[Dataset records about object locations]
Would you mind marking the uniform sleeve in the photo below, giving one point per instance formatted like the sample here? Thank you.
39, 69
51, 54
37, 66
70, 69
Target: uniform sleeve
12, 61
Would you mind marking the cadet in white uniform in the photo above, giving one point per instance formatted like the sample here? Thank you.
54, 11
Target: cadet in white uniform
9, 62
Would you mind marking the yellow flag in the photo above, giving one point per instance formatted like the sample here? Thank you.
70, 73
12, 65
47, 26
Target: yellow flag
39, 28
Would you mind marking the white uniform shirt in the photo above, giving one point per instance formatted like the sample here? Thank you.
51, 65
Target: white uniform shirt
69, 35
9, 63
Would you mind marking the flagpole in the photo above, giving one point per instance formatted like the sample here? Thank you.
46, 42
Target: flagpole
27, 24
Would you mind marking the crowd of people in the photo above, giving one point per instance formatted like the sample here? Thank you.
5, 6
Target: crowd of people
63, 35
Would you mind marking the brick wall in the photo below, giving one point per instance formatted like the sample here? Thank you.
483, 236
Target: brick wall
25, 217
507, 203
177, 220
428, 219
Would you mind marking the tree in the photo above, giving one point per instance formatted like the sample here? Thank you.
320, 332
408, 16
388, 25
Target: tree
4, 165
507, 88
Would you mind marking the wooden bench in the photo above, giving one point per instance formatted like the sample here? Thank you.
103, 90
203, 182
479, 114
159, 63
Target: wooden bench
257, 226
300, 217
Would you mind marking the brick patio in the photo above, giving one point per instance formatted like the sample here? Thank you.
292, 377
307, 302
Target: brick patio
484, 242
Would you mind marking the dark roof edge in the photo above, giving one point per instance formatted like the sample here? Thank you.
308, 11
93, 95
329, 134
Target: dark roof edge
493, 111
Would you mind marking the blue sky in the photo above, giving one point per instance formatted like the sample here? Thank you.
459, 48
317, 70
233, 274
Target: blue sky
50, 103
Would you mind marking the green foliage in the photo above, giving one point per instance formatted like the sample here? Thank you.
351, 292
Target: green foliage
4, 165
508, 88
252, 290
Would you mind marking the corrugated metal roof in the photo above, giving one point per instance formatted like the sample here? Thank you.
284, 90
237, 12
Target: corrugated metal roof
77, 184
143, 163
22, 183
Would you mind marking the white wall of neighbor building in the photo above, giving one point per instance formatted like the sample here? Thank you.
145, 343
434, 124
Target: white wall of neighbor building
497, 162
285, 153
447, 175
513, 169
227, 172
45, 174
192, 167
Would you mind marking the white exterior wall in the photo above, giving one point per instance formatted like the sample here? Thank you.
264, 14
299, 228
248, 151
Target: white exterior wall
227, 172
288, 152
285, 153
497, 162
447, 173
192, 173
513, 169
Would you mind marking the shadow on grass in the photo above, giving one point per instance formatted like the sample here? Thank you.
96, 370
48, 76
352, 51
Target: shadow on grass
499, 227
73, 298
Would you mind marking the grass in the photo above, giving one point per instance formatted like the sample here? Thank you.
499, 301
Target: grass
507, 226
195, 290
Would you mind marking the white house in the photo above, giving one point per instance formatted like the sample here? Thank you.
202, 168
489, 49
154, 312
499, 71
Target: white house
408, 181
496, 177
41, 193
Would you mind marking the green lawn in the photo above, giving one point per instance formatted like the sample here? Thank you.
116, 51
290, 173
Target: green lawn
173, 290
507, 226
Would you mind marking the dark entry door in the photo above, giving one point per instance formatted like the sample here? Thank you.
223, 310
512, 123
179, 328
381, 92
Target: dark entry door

- GOAL
Retype the material in full, character for character.

- EXPECTED OUTPUT
Would you mind marking the uniform sleeve in the photo below, giving one point per instance formatted like the sample here? Thank you.
39, 69
51, 54
37, 66
70, 69
Target: uniform sleeve
12, 61
Would you mind marking the cadet in white uniform in the photo above, giving one point per instance formatted like the sample here? Thank you.
54, 11
Target: cadet in white uniform
9, 62
Would you mind marking the yellow flag in the photo above, giving one point per instance formatted like the sample here? Thank you.
70, 73
12, 65
47, 26
Target: yellow flag
39, 28
Would you mind marking the white uniform shirt in the photo above, giving one point per instance formatted like the sample here? Thank you.
51, 65
Target: white uniform shirt
69, 35
9, 63
Would you mind marking the flagpole in the photo above, giving one point per instance formatted like the sample here? Thank you.
46, 42
Target: flagpole
27, 24
Would you mind marking the crowd of people in the photo above, giving one point per instance formatted like the sample here? Thank you.
5, 6
Target: crowd of people
63, 35
Would you mind marking the brick wall in the photo below, giving one point per instance formatted like the sample here? Thank you.
483, 236
Target: brick wall
25, 217
507, 203
177, 220
428, 219
Would you mind marking the tree in the photo above, giving one point per instance formatted like the sample here? Thank you.
320, 332
408, 16
388, 25
Target: tree
4, 165
507, 88
Would you mind marking the wooden bench in the photo above, giving one point per instance formatted like the sample here? Thank you.
103, 90
203, 182
479, 114
159, 63
Target: wooden bench
257, 226
300, 217
Would you mind marking the brick patio in the photo above, giving one point per instance formatted like the sample here? Thank you.
292, 377
307, 302
Target: brick patio
484, 242
Would you mind marking the dark roof edge in the photo above, giving one point per instance formatted like the sample here? Thank you.
308, 11
93, 95
329, 134
Target: dark roof edge
493, 111
Would you mind marking the blue sky in the photo above, giving one point per instance formatted like the sample here? Thank you.
459, 48
317, 70
233, 274
Target: blue sky
50, 103
Would you mind marking the green foliage in the photo above, giving one point per instance formatted like the sample here? Thank you.
351, 292
Target: green foliage
4, 165
508, 88
252, 290
Would you mind marking the corrugated metal roof in the photo above, giving one point per instance formatted like the sample here? Thank you.
284, 90
237, 12
Target: corrugated metal roof
77, 184
143, 163
22, 183
Would you mind marking the white wall of neighbor building in the photo above, giving one point per instance formatted like the sample here? Thank you.
145, 343
434, 124
Target: white wall of neighbor building
497, 162
285, 153
447, 175
513, 169
227, 172
45, 174
192, 167
Would you mind marking the white exterior wall in the photo above, giving one point per instance formatted like the sample here? Thank you.
264, 14
299, 228
248, 151
Target: white exterior wall
227, 172
288, 152
285, 153
497, 162
447, 173
192, 173
513, 169
Would you mind marking the shadow on grass in the photo above, giving one point per instance formatted like the sample here? Thank you.
96, 370
48, 76
352, 51
Target: shadow on grass
499, 227
73, 298
Would you mind marking the grass in the photo above, giving one point per instance formatted like the sample here? Thank you.
499, 301
Target: grass
507, 226
195, 290
Would you mind marking the white house in the photo above, giving one point per instance formatted like the sample here? Thank you.
202, 168
489, 49
154, 312
499, 71
Target: white house
408, 181
496, 177
41, 193
Would you mind marking the green lawn in the photo above, giving one point per instance formatted like the sample here? Thank you.
116, 51
290, 173
Target: green lawn
173, 290
507, 226
Would you mind marking the dark entry door in the photo above, giving one point per instance formatted like the sample here? Thank you.
223, 310
512, 123
179, 328
381, 92
Target: dark entry door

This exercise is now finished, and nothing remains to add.